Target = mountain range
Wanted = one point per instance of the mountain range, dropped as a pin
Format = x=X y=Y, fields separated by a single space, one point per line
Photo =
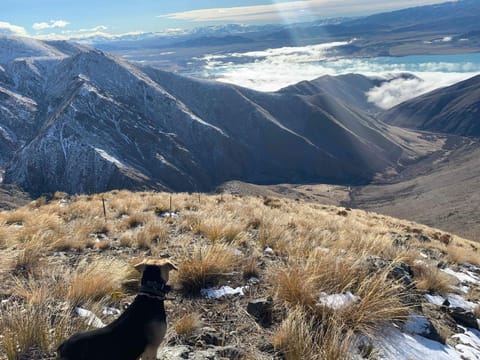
x=76 y=119
x=453 y=110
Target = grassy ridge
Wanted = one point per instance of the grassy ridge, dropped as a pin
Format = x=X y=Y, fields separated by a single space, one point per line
x=63 y=253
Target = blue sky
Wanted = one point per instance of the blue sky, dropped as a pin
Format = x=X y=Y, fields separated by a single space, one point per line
x=81 y=18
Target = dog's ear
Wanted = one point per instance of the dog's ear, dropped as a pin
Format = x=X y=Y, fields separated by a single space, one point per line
x=140 y=266
x=171 y=265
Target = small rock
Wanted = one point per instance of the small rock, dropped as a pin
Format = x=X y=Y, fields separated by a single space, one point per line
x=464 y=317
x=403 y=273
x=422 y=238
x=209 y=336
x=261 y=310
x=230 y=352
x=264 y=345
x=174 y=352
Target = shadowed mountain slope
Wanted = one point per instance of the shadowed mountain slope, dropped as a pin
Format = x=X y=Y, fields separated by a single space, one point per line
x=77 y=120
x=454 y=110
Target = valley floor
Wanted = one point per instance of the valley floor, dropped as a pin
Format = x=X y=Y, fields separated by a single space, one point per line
x=439 y=191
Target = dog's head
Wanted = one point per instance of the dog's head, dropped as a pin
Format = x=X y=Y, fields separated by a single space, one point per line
x=155 y=270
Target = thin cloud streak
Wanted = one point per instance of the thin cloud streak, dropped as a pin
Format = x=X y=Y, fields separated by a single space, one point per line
x=294 y=11
x=273 y=69
x=53 y=24
x=9 y=29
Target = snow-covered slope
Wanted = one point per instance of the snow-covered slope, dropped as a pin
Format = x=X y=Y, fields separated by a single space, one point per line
x=79 y=120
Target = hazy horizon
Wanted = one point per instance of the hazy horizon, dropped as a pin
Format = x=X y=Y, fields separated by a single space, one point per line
x=52 y=19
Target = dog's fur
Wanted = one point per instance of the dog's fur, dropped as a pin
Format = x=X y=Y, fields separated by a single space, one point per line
x=137 y=332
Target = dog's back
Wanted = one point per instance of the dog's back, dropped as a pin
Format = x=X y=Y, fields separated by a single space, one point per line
x=137 y=332
x=126 y=338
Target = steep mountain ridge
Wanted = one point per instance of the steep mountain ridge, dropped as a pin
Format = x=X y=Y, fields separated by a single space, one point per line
x=92 y=122
x=453 y=110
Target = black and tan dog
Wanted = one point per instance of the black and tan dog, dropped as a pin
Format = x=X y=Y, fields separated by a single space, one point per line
x=138 y=332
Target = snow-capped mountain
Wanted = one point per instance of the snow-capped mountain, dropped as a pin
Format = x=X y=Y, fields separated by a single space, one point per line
x=75 y=119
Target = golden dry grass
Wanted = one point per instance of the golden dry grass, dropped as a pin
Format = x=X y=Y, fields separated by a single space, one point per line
x=95 y=281
x=216 y=240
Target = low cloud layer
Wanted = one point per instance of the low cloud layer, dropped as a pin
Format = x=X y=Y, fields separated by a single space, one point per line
x=293 y=10
x=10 y=29
x=399 y=90
x=273 y=69
x=53 y=24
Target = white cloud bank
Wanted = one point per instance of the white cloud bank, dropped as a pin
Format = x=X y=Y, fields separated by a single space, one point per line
x=273 y=69
x=10 y=29
x=399 y=90
x=294 y=10
x=53 y=24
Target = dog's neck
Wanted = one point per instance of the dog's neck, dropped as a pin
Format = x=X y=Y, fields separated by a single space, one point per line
x=154 y=289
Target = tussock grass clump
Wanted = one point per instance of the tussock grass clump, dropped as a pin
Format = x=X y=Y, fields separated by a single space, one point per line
x=380 y=303
x=186 y=325
x=205 y=266
x=464 y=253
x=218 y=229
x=27 y=261
x=33 y=328
x=301 y=336
x=97 y=280
x=296 y=286
x=430 y=279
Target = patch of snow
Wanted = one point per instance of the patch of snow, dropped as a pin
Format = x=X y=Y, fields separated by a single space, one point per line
x=169 y=214
x=223 y=291
x=470 y=344
x=110 y=311
x=458 y=301
x=435 y=299
x=337 y=301
x=110 y=158
x=93 y=320
x=454 y=300
x=462 y=276
x=417 y=324
x=394 y=344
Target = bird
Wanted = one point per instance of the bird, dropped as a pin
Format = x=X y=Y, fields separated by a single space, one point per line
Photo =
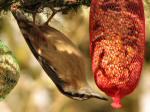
x=59 y=57
x=9 y=70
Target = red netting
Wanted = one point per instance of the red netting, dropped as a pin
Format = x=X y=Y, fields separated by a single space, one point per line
x=117 y=40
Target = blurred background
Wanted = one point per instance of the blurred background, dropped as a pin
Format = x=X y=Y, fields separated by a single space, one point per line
x=35 y=92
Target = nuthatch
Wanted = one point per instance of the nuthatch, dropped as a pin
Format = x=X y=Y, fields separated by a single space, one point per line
x=59 y=57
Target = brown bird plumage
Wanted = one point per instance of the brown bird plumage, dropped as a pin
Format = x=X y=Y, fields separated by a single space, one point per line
x=59 y=57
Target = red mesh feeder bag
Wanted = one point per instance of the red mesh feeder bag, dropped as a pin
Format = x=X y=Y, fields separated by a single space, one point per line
x=117 y=45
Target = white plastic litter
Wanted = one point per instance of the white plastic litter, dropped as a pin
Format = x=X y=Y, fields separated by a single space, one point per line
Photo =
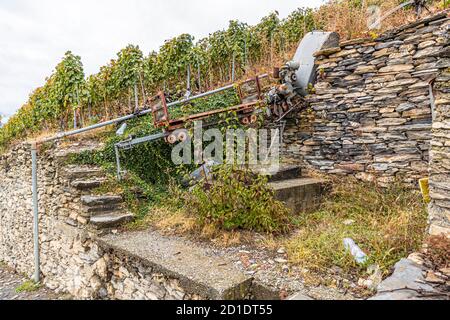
x=360 y=256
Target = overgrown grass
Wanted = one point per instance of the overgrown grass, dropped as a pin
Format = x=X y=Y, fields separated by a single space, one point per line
x=28 y=286
x=237 y=199
x=387 y=223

================================

**What the exercise asks:** Only the lines from the one containing "Wanted = one point per instance of the white plastic" through the last line of the records above should be repeated, exactly and without pictures.

**Result:**
Wanted = one point per instance of the white plastic litter, dropped as a pin
Format = x=X y=Y, fields separated by a single space, one point per line
Photo =
x=360 y=256
Target = overgrown grass
Wanted = one point per instance of the overgrown grass, dropped as a pin
Format = x=X y=Y, fields separated by a single space, one point per line
x=28 y=286
x=237 y=199
x=387 y=223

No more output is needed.